BEGIN

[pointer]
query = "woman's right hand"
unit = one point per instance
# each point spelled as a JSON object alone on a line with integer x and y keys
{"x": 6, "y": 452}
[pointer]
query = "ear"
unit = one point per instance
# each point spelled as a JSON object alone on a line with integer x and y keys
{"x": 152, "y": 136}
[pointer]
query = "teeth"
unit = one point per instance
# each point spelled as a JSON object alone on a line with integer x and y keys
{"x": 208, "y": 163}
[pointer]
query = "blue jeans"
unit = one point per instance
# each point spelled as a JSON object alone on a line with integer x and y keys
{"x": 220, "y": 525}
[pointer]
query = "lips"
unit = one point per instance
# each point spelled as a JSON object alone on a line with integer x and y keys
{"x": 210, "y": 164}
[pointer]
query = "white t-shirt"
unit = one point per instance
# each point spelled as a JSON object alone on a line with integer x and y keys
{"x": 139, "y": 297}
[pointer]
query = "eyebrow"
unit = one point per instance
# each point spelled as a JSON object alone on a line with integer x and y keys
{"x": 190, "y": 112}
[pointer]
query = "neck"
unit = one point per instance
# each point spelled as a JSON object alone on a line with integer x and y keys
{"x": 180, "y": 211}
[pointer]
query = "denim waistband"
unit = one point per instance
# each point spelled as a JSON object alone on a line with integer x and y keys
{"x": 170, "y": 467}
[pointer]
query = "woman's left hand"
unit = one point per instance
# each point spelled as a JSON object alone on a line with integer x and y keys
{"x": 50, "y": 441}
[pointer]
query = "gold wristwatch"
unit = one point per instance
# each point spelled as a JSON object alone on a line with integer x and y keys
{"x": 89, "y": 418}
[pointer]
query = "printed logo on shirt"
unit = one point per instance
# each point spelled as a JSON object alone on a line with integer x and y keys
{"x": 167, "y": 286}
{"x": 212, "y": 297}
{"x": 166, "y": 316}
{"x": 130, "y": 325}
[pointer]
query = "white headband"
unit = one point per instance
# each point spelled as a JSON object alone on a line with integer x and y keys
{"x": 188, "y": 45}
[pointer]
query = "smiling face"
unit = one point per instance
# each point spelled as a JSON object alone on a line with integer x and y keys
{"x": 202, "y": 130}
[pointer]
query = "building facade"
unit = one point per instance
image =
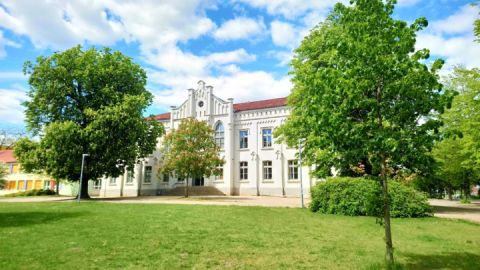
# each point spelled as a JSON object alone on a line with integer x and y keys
{"x": 17, "y": 180}
{"x": 255, "y": 164}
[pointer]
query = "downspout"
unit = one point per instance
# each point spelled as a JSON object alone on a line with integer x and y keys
{"x": 256, "y": 157}
{"x": 282, "y": 170}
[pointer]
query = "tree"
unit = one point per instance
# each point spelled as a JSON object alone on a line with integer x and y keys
{"x": 86, "y": 101}
{"x": 459, "y": 155}
{"x": 3, "y": 173}
{"x": 363, "y": 97}
{"x": 190, "y": 151}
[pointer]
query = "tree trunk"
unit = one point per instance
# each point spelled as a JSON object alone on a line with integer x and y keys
{"x": 386, "y": 212}
{"x": 84, "y": 191}
{"x": 186, "y": 187}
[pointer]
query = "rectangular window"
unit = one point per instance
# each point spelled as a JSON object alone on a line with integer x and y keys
{"x": 267, "y": 170}
{"x": 292, "y": 169}
{"x": 243, "y": 170}
{"x": 148, "y": 174}
{"x": 129, "y": 177}
{"x": 97, "y": 184}
{"x": 113, "y": 180}
{"x": 243, "y": 139}
{"x": 267, "y": 137}
{"x": 219, "y": 177}
{"x": 46, "y": 184}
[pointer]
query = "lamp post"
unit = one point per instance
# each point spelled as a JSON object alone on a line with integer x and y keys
{"x": 300, "y": 142}
{"x": 81, "y": 176}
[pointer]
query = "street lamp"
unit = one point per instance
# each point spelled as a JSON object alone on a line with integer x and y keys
{"x": 81, "y": 176}
{"x": 300, "y": 142}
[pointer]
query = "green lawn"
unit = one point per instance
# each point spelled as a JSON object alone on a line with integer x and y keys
{"x": 154, "y": 236}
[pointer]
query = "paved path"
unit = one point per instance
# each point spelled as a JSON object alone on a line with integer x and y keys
{"x": 266, "y": 201}
{"x": 454, "y": 209}
{"x": 442, "y": 208}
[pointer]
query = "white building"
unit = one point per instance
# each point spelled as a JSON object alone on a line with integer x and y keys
{"x": 254, "y": 163}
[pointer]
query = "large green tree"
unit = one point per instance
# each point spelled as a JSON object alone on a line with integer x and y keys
{"x": 86, "y": 101}
{"x": 363, "y": 97}
{"x": 3, "y": 173}
{"x": 459, "y": 155}
{"x": 190, "y": 151}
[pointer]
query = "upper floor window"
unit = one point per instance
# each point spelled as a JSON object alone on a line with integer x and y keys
{"x": 129, "y": 177}
{"x": 267, "y": 170}
{"x": 243, "y": 139}
{"x": 243, "y": 170}
{"x": 292, "y": 169}
{"x": 148, "y": 174}
{"x": 267, "y": 137}
{"x": 220, "y": 135}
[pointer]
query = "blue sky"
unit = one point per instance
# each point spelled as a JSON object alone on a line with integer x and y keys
{"x": 240, "y": 47}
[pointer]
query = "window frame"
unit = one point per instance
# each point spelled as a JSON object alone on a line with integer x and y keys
{"x": 269, "y": 135}
{"x": 243, "y": 169}
{"x": 219, "y": 135}
{"x": 243, "y": 141}
{"x": 147, "y": 173}
{"x": 293, "y": 171}
{"x": 267, "y": 170}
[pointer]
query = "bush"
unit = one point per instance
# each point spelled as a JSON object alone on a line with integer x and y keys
{"x": 32, "y": 192}
{"x": 363, "y": 197}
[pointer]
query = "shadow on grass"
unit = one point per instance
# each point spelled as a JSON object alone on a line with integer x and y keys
{"x": 455, "y": 209}
{"x": 16, "y": 219}
{"x": 451, "y": 260}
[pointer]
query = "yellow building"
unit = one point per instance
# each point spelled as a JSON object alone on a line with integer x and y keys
{"x": 20, "y": 181}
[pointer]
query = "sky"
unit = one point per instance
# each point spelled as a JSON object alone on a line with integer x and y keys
{"x": 240, "y": 47}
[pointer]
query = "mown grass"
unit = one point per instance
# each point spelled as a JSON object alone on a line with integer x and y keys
{"x": 153, "y": 236}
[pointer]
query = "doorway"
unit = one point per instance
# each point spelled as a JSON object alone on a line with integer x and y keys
{"x": 198, "y": 181}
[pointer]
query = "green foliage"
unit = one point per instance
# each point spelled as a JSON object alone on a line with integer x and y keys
{"x": 3, "y": 173}
{"x": 190, "y": 151}
{"x": 361, "y": 197}
{"x": 32, "y": 192}
{"x": 86, "y": 101}
{"x": 360, "y": 89}
{"x": 459, "y": 154}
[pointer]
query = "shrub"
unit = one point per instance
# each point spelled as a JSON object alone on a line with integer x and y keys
{"x": 363, "y": 197}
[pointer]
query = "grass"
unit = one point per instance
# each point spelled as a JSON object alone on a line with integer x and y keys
{"x": 94, "y": 235}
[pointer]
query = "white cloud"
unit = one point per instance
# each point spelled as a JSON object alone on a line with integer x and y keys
{"x": 407, "y": 2}
{"x": 291, "y": 8}
{"x": 459, "y": 22}
{"x": 11, "y": 110}
{"x": 239, "y": 28}
{"x": 452, "y": 39}
{"x": 284, "y": 34}
{"x": 4, "y": 42}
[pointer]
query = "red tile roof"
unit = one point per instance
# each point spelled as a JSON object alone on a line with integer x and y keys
{"x": 246, "y": 106}
{"x": 261, "y": 104}
{"x": 163, "y": 116}
{"x": 7, "y": 156}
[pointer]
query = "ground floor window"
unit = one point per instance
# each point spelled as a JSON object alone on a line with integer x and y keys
{"x": 113, "y": 181}
{"x": 219, "y": 177}
{"x": 129, "y": 177}
{"x": 148, "y": 174}
{"x": 46, "y": 184}
{"x": 292, "y": 169}
{"x": 267, "y": 170}
{"x": 243, "y": 170}
{"x": 97, "y": 184}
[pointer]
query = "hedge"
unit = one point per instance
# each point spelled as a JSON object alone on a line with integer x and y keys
{"x": 363, "y": 197}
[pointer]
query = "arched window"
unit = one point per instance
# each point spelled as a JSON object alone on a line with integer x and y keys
{"x": 219, "y": 135}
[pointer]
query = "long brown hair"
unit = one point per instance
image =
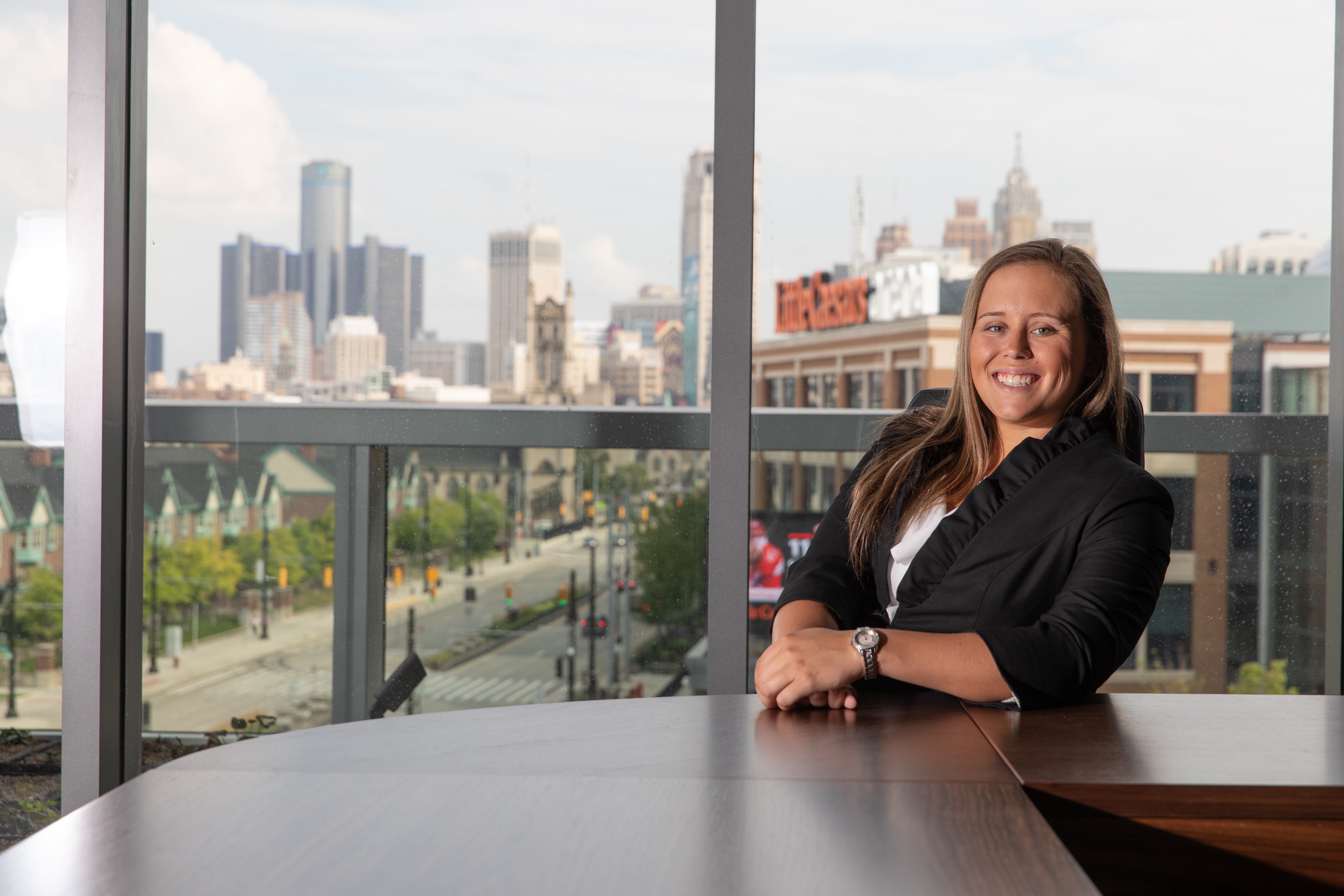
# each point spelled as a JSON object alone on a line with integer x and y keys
{"x": 945, "y": 452}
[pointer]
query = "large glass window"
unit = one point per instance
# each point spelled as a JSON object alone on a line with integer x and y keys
{"x": 33, "y": 281}
{"x": 421, "y": 209}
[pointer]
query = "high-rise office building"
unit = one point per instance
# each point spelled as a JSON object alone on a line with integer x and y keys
{"x": 654, "y": 306}
{"x": 1018, "y": 207}
{"x": 519, "y": 260}
{"x": 154, "y": 352}
{"x": 698, "y": 269}
{"x": 968, "y": 229}
{"x": 324, "y": 234}
{"x": 380, "y": 282}
{"x": 354, "y": 348}
{"x": 279, "y": 336}
{"x": 455, "y": 363}
{"x": 249, "y": 269}
{"x": 417, "y": 293}
{"x": 892, "y": 238}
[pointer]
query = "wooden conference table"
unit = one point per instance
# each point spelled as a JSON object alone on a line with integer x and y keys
{"x": 910, "y": 794}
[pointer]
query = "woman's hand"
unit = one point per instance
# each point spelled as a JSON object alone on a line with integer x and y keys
{"x": 810, "y": 668}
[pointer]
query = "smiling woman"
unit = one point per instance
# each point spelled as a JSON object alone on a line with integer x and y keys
{"x": 1004, "y": 544}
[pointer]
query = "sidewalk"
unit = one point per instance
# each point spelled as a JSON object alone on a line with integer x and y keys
{"x": 222, "y": 664}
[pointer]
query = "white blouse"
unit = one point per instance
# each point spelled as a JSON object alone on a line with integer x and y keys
{"x": 904, "y": 551}
{"x": 904, "y": 554}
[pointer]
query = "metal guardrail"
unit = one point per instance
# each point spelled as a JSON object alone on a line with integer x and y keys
{"x": 773, "y": 429}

END

Action item
Where a line in the records above includes the string "grass", show it.

Answer to this problem
query = "shadow on grass"
query = "mown grass"
query = "grass"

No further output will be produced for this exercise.